Dataset items:
__________

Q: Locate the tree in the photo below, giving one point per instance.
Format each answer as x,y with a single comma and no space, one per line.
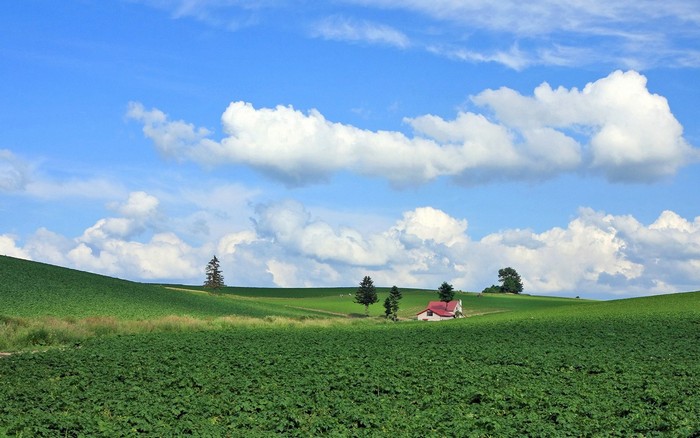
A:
366,294
215,278
493,289
510,280
391,303
446,292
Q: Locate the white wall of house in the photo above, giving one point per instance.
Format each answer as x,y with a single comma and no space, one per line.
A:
423,316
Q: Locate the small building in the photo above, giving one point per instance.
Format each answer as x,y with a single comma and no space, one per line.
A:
440,310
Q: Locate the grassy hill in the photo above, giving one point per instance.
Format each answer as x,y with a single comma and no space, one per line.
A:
30,289
619,368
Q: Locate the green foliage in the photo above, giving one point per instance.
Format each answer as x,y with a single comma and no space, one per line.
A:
510,280
366,294
391,303
215,279
625,368
31,289
446,292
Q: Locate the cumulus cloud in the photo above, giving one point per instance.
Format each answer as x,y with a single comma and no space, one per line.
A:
633,134
14,174
8,247
595,254
613,126
139,205
289,224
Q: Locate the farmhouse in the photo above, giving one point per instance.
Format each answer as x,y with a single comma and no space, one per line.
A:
439,310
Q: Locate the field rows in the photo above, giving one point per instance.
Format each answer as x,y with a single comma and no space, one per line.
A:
542,375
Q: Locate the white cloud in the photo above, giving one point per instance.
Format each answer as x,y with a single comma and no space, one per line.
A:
14,174
139,205
345,29
430,224
621,33
289,225
229,242
8,247
594,254
633,134
614,126
19,176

__________

Transcribe the data exactly and leave no picture in the copy.

Q: Locate the tree in the photo below, giving one point per instance.
Format each answer as x,y with a single comma and no space, one per line.
A:
366,294
215,278
493,289
510,280
391,303
446,292
Q: Locate the white wall of house in the photo above, giving one point per instance.
Format each answer as x,y with a single comma and no space, one per line.
A:
423,316
Q: Locate the small building in the photo above, giving one point per instance.
Format each answer as x,y with a single comma and no space, one per line.
A:
440,310
Q: Locate the grassy hill in the photo above, giving one point per instance.
Format each answer as x,y with a single comma and no space, one per line.
A:
30,289
619,368
Q: Locate the green foliage in the photo above, giving one point per instance.
Format each answer as x,y with a single comma and no space, one per line.
A:
510,280
366,294
391,303
215,279
625,368
31,289
446,292
Q: Locate the cumulus cloud in the photo above, giving one point per instance.
Format each answer as x,y with a single comma and no space, one per line.
A:
633,134
14,174
8,247
595,254
613,126
139,205
289,224
Q: Locate the farmhouse in the photo above, giving one point per instance.
Format each answer as x,y with a single comma and no space, one per line.
A:
439,310
Q: Locate the field rows in the photo above, giving one point per instance.
Format each answer as x,y with a single comma and no space, one per line.
A:
542,375
Q: Locate the white cloud in the photo above, giving one point per instance.
Format each answer as x,y with a single comma and no space, one per line.
A:
14,174
139,205
345,29
430,224
621,33
289,225
229,242
8,247
594,254
633,134
614,126
19,176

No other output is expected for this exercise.